Would you return exactly the lines from the top of the data below through the one containing "# indicate a point on each instance of the woman's arm", leaving out the pictures?

[Source data]
·····
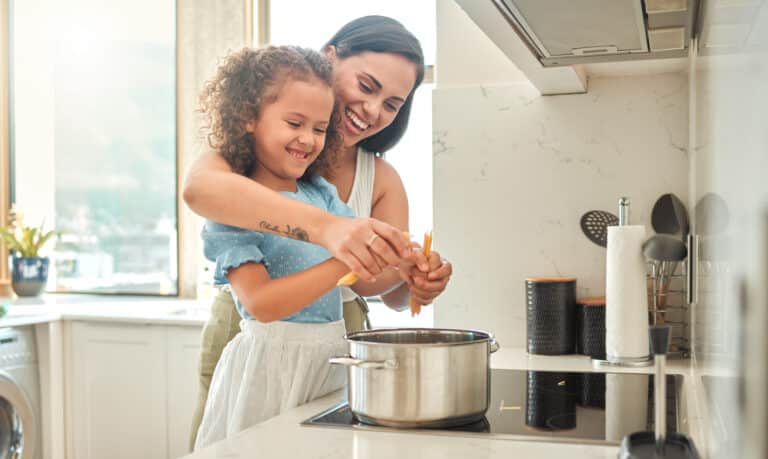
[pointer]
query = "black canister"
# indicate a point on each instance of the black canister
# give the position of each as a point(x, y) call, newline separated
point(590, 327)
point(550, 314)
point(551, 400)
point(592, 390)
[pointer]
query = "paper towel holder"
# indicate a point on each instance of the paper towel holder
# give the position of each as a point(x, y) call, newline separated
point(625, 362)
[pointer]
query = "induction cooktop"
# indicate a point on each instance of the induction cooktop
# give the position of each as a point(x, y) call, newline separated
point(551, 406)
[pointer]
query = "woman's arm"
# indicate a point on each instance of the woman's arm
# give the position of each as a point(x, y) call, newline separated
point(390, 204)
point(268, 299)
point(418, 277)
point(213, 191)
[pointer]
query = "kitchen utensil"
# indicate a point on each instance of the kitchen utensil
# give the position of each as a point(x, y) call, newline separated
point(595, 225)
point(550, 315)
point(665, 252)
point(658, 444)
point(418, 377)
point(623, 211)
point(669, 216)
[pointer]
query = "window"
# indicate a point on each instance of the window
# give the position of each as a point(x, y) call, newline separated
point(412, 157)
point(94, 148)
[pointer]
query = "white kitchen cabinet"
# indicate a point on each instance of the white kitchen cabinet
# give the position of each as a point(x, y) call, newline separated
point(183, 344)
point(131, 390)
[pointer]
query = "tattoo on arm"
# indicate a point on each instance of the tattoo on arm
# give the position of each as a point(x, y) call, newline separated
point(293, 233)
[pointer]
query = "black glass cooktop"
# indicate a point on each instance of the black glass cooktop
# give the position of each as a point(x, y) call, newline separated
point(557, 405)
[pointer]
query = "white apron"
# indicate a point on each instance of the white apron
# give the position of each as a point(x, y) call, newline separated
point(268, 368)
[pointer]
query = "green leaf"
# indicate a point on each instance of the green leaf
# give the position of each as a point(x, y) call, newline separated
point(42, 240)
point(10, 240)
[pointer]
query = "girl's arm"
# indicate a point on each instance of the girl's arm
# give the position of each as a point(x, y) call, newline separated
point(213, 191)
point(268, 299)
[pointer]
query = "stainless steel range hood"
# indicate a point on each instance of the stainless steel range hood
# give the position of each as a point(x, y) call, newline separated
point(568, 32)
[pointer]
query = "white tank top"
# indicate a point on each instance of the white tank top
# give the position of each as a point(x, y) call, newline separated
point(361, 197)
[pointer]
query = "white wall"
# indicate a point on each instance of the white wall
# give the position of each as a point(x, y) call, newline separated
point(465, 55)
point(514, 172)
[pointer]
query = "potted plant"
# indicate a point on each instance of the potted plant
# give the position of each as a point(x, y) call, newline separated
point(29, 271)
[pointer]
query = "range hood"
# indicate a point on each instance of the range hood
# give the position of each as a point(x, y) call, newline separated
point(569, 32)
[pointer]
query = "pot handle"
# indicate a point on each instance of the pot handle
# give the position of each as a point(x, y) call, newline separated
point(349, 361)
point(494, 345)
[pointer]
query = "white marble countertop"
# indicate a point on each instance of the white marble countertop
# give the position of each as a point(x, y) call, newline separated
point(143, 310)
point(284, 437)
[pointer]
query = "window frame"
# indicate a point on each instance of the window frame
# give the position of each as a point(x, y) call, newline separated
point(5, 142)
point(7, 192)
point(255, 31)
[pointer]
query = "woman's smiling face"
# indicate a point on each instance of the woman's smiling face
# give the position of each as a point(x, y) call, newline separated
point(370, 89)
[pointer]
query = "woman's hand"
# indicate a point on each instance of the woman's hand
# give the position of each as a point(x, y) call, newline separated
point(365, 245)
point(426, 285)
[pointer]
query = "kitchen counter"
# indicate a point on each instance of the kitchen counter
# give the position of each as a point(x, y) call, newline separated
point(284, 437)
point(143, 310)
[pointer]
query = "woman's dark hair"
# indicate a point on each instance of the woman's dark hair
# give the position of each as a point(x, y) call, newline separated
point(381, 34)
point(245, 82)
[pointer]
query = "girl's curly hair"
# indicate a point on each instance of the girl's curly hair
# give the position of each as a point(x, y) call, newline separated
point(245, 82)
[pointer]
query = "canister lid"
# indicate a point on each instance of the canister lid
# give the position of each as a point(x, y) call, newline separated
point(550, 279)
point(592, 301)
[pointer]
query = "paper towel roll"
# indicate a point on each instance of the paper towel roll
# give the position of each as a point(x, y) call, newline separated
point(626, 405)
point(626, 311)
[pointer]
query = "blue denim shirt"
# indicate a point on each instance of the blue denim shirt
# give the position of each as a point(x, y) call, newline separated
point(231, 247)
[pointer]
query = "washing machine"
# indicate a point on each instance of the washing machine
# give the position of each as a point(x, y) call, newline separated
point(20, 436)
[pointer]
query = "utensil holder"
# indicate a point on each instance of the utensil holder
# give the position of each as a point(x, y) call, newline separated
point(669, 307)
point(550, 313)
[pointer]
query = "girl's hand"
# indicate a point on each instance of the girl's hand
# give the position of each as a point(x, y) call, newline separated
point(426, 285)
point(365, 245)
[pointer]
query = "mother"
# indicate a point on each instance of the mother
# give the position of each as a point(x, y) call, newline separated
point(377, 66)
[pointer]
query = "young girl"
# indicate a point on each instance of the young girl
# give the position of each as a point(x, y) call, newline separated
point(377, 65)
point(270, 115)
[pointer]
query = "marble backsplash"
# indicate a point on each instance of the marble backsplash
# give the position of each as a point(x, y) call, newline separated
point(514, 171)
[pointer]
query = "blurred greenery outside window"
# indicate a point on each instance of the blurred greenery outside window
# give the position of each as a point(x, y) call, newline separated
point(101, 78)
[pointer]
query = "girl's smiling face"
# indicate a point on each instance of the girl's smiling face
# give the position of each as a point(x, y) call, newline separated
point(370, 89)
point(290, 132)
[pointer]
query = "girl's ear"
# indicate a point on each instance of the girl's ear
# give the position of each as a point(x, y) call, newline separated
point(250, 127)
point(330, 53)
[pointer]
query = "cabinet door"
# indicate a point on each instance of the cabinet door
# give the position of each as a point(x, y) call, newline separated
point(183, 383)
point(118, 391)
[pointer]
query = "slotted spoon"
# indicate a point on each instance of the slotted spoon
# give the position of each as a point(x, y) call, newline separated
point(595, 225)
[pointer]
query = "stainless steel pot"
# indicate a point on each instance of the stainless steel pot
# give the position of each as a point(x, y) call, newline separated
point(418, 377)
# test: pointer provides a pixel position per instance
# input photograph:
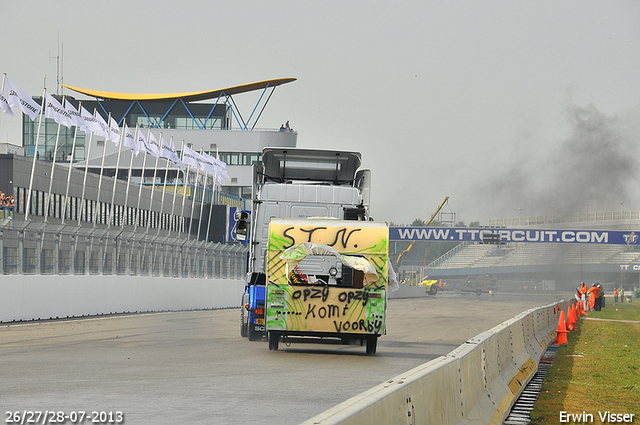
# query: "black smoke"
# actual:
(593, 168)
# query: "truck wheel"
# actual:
·····
# [Answer for the task]
[pointer]
query = "black canister"
# indicate a point on each instance of the black canister
# give the position of each as a point(x, y) call, newline separated
point(590, 327)
point(550, 314)
point(551, 400)
point(592, 390)
[pointer]
query = "paper towel holder"
# indicate a point on each instance of the paper towel holder
# give the position of each as a point(x, y) call, newline separated
point(625, 362)
[pointer]
query = "induction cooktop"
# indicate a point on each instance of the induction cooktop
# give the position of each as a point(x, y) call, newline separated
point(551, 406)
[pointer]
query = "woman's arm"
# indicate a point on each instance of the woman's arm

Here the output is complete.